_Dataset extract_
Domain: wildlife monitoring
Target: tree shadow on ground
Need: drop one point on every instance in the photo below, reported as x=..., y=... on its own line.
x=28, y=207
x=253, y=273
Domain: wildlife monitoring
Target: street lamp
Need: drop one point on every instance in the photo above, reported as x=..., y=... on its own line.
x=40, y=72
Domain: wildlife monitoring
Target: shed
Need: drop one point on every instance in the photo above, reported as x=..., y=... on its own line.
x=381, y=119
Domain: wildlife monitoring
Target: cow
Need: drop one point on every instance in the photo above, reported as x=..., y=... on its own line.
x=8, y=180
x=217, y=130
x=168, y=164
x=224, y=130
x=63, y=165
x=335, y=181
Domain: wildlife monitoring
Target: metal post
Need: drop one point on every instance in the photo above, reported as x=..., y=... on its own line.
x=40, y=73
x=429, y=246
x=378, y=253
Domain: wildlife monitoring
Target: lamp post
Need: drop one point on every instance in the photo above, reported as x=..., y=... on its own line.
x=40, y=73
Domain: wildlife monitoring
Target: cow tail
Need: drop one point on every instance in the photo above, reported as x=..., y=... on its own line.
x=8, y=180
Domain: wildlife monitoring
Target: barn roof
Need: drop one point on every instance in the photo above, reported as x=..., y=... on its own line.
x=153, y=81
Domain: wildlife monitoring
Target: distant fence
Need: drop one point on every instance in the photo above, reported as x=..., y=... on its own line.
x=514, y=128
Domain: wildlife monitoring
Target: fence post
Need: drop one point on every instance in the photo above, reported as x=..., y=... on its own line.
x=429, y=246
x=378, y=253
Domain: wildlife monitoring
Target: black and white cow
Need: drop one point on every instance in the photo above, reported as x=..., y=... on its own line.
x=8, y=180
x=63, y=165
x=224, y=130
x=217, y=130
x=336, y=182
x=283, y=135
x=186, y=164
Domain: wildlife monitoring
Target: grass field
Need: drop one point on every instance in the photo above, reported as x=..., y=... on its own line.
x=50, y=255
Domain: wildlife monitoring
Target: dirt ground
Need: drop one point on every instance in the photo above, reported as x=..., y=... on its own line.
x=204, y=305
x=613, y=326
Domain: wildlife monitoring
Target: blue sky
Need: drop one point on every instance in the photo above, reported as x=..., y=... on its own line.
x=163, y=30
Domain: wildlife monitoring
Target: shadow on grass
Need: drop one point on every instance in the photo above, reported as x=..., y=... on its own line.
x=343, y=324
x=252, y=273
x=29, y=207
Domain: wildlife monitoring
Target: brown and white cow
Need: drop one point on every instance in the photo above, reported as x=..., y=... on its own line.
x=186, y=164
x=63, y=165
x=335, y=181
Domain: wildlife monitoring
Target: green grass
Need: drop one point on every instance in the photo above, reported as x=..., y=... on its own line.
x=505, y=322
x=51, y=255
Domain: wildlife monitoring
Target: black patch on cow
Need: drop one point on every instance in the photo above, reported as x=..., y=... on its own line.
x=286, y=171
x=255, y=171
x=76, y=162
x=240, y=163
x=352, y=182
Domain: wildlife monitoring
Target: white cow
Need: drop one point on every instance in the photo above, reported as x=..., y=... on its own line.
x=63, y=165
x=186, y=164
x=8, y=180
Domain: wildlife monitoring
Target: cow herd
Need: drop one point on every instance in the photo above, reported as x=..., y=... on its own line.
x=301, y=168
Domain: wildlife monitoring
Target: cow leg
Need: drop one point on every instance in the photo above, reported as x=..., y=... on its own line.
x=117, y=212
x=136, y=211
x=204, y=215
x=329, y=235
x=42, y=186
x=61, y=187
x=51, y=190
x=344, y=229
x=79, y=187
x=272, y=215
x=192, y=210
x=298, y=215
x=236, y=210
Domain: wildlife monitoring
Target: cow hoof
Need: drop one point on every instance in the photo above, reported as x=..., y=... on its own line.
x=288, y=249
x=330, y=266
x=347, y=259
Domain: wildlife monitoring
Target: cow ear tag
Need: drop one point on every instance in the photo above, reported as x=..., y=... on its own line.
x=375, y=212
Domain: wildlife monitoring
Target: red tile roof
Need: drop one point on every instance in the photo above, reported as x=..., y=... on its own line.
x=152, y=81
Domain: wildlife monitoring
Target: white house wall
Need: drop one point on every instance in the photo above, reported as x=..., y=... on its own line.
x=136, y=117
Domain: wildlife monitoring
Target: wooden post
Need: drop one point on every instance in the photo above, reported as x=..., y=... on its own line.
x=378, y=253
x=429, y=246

_To do_
Everything from the line with "Target: green grass" through the line with "Target: wooden post" in the listing above must be retyped exactly, with nothing added.

_Answer_
Target: green grass
Need: drop one point on every instance in the photo above, reported as x=..., y=... on its own line.
x=505, y=322
x=51, y=255
Domain: wildlife monitoring
Target: black patch on cow
Need: drop one point on every instance in the photo above, reported as x=..., y=... on its own line.
x=286, y=171
x=255, y=171
x=76, y=162
x=240, y=163
x=352, y=182
Domain: wildlife monitoring
Target: white cow
Need: drop one point on every instance in the photo above, reported as x=..., y=... on its own line.
x=63, y=165
x=186, y=164
x=8, y=180
Domain: wildlife monitoring
Target: cow herd
Need: drop one point on every instance in the photo above, reported as x=..., y=... on its own line.
x=301, y=168
Domain: wildlife monitoring
Target: cow leg
Need: drop one point on every instance in the photo above, reported as x=..., y=... on its own line.
x=117, y=212
x=136, y=211
x=204, y=215
x=329, y=235
x=42, y=186
x=61, y=187
x=51, y=190
x=344, y=229
x=79, y=187
x=272, y=215
x=192, y=210
x=298, y=215
x=236, y=210
Domain: wildlife monitoring
Target: cow hoof
Need: drop one point on every instance in the photo above, reported as x=..., y=... on its own line.
x=288, y=249
x=330, y=266
x=347, y=259
Domain: wildlife monitoring
Target: cow ear tag
Need: drop one point on every instance in the photo above, reported as x=..., y=... on its own line.
x=375, y=212
Domain: wildlife monitoring
Target: red tile roof
Need: drop one point on every instance in the photo above, reported as x=..., y=... on its own line.
x=152, y=81
Domain: wildlife monitoring
Target: white house wall
Need: drop one point on every instance in the photo above, reported as x=..., y=... on its own line.
x=136, y=117
Domain: wildlife monitoring
Target: wooden post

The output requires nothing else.